The rapid change in media technologies in the wake of advancing digitization led to a conflation of diverse media forms. This media convergence in the so-called new media keeps producing novel effects and develops innovative experimental assemblies of text, (moving) images and sound. This concerns not only younger formats like Vine or Snapchat, but film too has changed: Fragments are shared, re-mixed and discussed on video platforms, screens are shifting from vertical walls to palm-sized, mobile formats where the image is sensitive to touch und where artificial intelligences construct their own landscapes of genres and continuously recommend, advertise, feed and notify. As users, we place ourselves within these networks of correlating texts, images and sounds on a daily basis as ways to access and shape our mediated approaches to the world. Audiovisual media have never been the mere means of communicating or representing given sets of facts. They shape and expand the dynamic conditions of our understanding and judging, feeling and imagining – they are themselves agents of communication processes.
(1) Raymond Bellour: Le texte introuvable. In: Ça/Cinéma 2/7-8 (1975), S. 77-84.
Raymond Bellour: L’analyse flambée (Finie, l’analyse de film?). In: CinémAction 47 (1988), S. 168-170.
When we think about moving images, we first and foremost consult the thought of the images themselves. This is the basic premise of the Center for Advanced Film Studies Cinepoetics, from which mediaesthetics originates. Despite the manifold possibilities of multimodal media communication that we have outlined, there is still the unanswered question as to how the appropriate forms of scholarly publishing might look like that take these conditions and possibilities into account.

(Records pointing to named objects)
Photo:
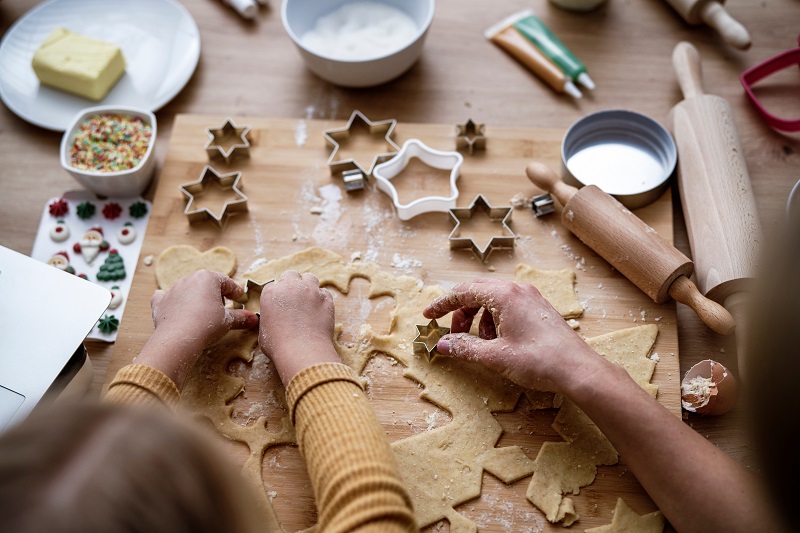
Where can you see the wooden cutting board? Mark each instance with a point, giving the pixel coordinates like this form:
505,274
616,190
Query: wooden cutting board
...
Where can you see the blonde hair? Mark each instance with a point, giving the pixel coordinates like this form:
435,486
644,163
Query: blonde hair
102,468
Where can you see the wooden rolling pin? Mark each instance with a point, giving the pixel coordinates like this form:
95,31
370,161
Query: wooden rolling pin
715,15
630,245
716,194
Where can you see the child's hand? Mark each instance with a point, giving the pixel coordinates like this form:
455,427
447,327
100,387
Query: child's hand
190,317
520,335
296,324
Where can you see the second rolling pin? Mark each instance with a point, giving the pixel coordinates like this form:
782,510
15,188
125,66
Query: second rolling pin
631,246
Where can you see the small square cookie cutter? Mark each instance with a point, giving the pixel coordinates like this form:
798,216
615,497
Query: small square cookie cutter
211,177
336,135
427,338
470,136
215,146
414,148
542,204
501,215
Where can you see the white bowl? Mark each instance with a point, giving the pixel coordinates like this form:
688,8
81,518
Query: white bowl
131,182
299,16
--
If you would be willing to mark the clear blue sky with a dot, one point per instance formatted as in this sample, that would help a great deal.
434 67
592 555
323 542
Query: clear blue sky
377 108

### Work to complete
Carry on the text about media convergence and scholarly publishing from the point where it stops. The records have no role in this.

### Exercise response
Certain observations and contents, especially in the field of media and film analysis, can only adequately be conveyed by a close suture of text and (moving) image. What is effortlessly achieved in conference presentations – to make words, images and sounds enter into a dialogue – is unattainable for print publications. The alternative would be to write blog entries that easily embed video, audio and image files. This technological solution however is not suited for scholarly publications because of a lack of quality assurance and persistent citability. The web seems to be too fleeting to meet academic requirements.
mediaesthetics’ aim is to bridge this gap. We pursue the idea of an open access online publication that has the purpose to give the method and the practices of film and media studies a framework that interweaves scholarly writing, describing, quoting and arguing with the dynamics of the audiovisual image and the dynamic possibilities of digital output formats.
mediaesthetics is therefore not only an attempt at creating a new form of publishing and representing that meets the requirement of peer-review, archiving and retrievability. The journal also wants to promote a new way of writing and thinking, whose concrete technical and creative manifestations are to be individually tried out in the process. We consider this to be a first step in a journey towards a writing process that takes thinking simultaneously in (moving) images and text for granted and that makes the analysis of film and media more vivid and comprehensible.
What we have in mind is, apart from aiming at interdisciplinary dialogue as well as being multilingual, a multidimensional interaction of text, moving images, images, sound, graphics, charts and the whole range of multimodal means of expression and representation. But even beyond the question of new ways to present academic work, we hope to achieve new methodological and theoretical insights that result from an exchange between thinking about media, thinking with media and the thought of media that has yet to be fully realized.
mediaesthetics is intended to be an intervention for a discussion about textual, multimodal publications in film and media studies. With our first issue we want to present the current state of development, point out some of the potentials of this format and most of all invite film- and media scholars to join in and advance this project.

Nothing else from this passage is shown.